Problem requirements:
Could the data below be copied exactly, minus the pictures?

--- Data extracts Enclosed Below ---

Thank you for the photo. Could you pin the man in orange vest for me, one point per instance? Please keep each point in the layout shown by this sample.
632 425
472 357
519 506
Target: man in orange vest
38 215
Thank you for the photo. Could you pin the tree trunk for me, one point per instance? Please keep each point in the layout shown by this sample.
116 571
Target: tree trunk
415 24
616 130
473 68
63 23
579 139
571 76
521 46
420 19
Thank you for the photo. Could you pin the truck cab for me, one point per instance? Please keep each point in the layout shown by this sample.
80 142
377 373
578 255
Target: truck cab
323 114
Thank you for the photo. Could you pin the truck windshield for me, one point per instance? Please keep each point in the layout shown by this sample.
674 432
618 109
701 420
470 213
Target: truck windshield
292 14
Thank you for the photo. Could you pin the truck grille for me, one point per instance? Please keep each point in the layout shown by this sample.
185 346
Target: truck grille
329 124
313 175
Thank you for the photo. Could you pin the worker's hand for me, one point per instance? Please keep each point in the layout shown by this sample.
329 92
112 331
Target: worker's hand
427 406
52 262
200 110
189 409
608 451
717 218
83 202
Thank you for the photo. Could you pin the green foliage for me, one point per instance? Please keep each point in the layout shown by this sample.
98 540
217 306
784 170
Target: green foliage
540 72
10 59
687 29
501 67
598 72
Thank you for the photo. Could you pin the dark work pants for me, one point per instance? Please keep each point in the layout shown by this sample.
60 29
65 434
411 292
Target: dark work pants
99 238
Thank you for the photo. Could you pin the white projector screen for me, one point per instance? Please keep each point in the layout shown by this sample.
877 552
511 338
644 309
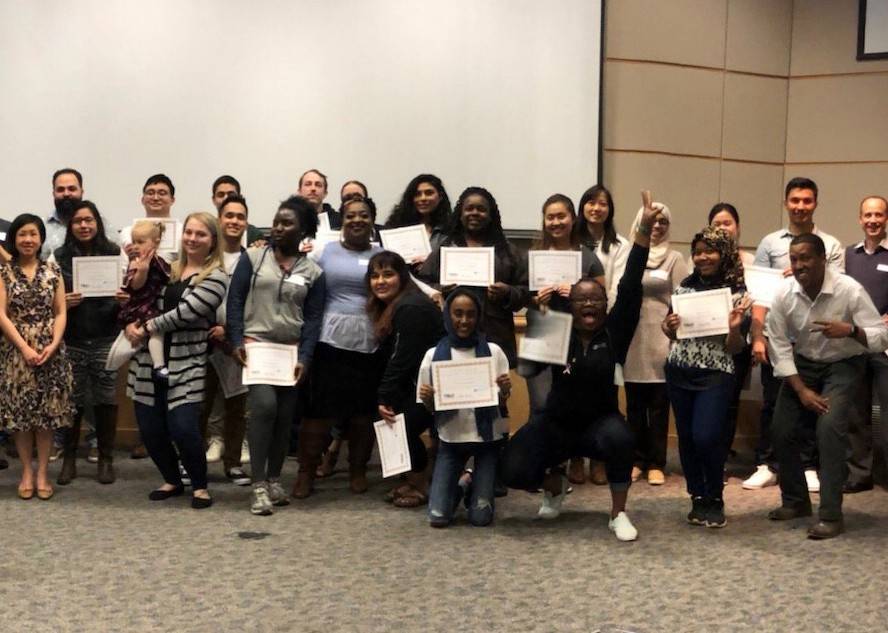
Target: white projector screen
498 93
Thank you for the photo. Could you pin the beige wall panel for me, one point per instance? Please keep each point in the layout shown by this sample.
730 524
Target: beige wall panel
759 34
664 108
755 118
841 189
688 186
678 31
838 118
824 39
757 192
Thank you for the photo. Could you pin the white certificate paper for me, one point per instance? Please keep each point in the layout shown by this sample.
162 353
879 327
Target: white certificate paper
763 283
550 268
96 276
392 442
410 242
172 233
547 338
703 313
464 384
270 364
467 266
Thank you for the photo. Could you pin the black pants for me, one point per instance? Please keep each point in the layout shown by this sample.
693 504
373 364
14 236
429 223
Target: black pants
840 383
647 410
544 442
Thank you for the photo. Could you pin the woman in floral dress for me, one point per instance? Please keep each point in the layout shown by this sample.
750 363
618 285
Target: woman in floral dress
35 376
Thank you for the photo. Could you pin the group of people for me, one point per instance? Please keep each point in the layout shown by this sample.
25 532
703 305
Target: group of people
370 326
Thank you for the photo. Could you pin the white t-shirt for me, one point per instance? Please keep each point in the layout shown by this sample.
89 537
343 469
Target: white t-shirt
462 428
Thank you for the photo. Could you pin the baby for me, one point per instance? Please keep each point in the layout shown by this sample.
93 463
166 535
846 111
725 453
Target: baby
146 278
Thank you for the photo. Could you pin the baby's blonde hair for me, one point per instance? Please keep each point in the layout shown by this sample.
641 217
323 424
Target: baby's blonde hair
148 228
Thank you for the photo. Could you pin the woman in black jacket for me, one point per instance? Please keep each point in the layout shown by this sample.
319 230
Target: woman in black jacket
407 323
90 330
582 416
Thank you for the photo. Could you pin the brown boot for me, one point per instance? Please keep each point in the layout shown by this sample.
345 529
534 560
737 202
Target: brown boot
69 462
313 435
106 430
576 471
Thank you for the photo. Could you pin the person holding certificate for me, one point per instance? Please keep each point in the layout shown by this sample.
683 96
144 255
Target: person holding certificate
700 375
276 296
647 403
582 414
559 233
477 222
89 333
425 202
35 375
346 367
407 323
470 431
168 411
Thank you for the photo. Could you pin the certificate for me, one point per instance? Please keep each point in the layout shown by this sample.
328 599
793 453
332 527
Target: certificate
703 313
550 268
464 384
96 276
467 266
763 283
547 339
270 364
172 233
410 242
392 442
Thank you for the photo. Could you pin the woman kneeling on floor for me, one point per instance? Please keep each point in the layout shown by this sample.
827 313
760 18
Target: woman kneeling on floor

--- End of Enclosed Data extracts ---

Task result:
Thank you for the photo. Could you pin the man in orange vest for me, one point per instance? Please keep each point in the layout shown by this sample.
632 425
472 357
519 506
Target: man in orange vest
38 215
Thank you for the photo. Could you pin the tree trunk for me, one point per instance? Please keep each point in the layout shown by this sample.
116 571
Target: tree trunk
415 24
616 130
473 68
63 23
579 139
571 76
521 46
420 19
Thank you for the photo. Could you pin the truck cab for me, one point per instance? Please keep each point in the layout shown by this sample.
80 142
377 373
578 255
Target: truck cab
323 114
Thank you for the photo. Could you pin the truck windshield for me, one point per instance? Please keep each point in the layout shown by this sample.
674 432
618 109
701 420
470 213
Target: truck windshield
292 14
Thank you for the photo. Could you pin the truck grille for me, one point per instance? Please keep each point in the layout shown by this sample.
185 346
Target: truck grille
329 124
313 175
Thank you for the photo. Could you pin the worker's hand for me, one point per instance? Please keep each point in the layout shown by this sample.
329 92
112 331
Target: worker's hand
427 406
52 262
200 110
189 409
608 451
717 218
83 202
Thank you for the photo. Could you pin the green foliage for me, one point per instance? Please keep each point in the layout shown by this sample.
98 540
217 306
784 170
Target: green foliage
540 72
10 59
687 29
501 67
598 72
Thank you for the photo. Could you pin the dark work pants for me, one point per instance? Please keep each point in the layout shown by this sample.
60 29
65 434
411 292
Target: dark work pants
99 238
Thank you for the photo. Could you pin the white projector screen for me, one point per instance? Please keep each point in the layout shown by this sample.
877 552
511 338
644 309
Target: white projector screen
498 93
Thank you for the photo. Could you pin the beige wall panel for me, one point per instance? Please keep each point in the layout shown by this sample.
730 524
Target: beige wall panel
759 34
664 108
755 118
841 189
688 186
678 31
838 118
824 39
757 192
Thank you for the photo. Could you pin the white certificate paper for me, one point per instance? Please keep each point in the layout shown by this sample.
162 353
879 327
Target: white certificate paper
763 283
550 268
96 276
392 442
410 242
172 233
547 338
703 313
464 384
270 364
467 266
Thank you for the photo. Could you pin the black pants for me, one point per instance? Please keep each point in the layout shown by this sample.
693 504
373 364
14 236
429 223
Target: black pants
840 383
647 410
544 442
Thank you for the photo. Could you pin the woman in floral dress for me, one point per instance? Please keep each point in the layout shown by this sample.
750 363
618 285
Target: woman in floral dress
35 376
Thank you for the photo. Could you pin the group of people for me, one point per instance? Please keep each point in the layout shown by this sample.
25 532
703 305
Target: group of people
370 326
Thank you for the photo. Could you pin the white t-shirt for me, one point per instance? Please keep each point in the layout shown by this sample.
89 537
343 469
Target: white t-shirt
462 428
Thank you for the photo. Could you pin the baby for me, one point per instance? Please keep each point in the layout shown by this sample.
93 463
166 535
846 111
725 453
Target: baby
146 278
Thank you for the photo. Could you pin the baby's blonde hair for me, one point per instance? Please keep each point in the layout shown by this sample.
641 217
323 424
Target: baby's blonde hair
148 228
Thank you for the photo. Could you pin the woman in black jacket for me, one point per instance? Please keep each point in the layout shown by this sample.
319 230
Target: woman in black jacket
407 323
90 330
582 416
Thank you for the photo. Could you pin the brown boot for me, one point per instance? Please keep each point in the layout shown by this sample.
345 529
534 560
737 202
Target: brown boot
69 462
313 435
106 430
576 471
Thank you for the photo. Could you pin the person holding certificate for me, one point per instance? Please keep each point in the layout shown by this sample.
683 96
144 255
Target: person holding certificate
700 375
276 296
647 403
582 414
559 233
477 222
89 333
425 202
35 375
346 367
407 323
470 431
168 411
Thank you for the photo. Could you pin the certificate for me, one point per instance? Please keep each point in the layout shown by this sample.
328 599
793 453
332 527
Target: certificate
703 313
550 268
464 384
96 276
467 266
763 283
547 339
270 364
172 233
410 242
392 442
Thank you for the photo. Could you pin the woman kneeling on floor for me, one point per instance? Please keep each point in the layout shown by this sample.
827 313
760 18
Target: woman kneeling on floor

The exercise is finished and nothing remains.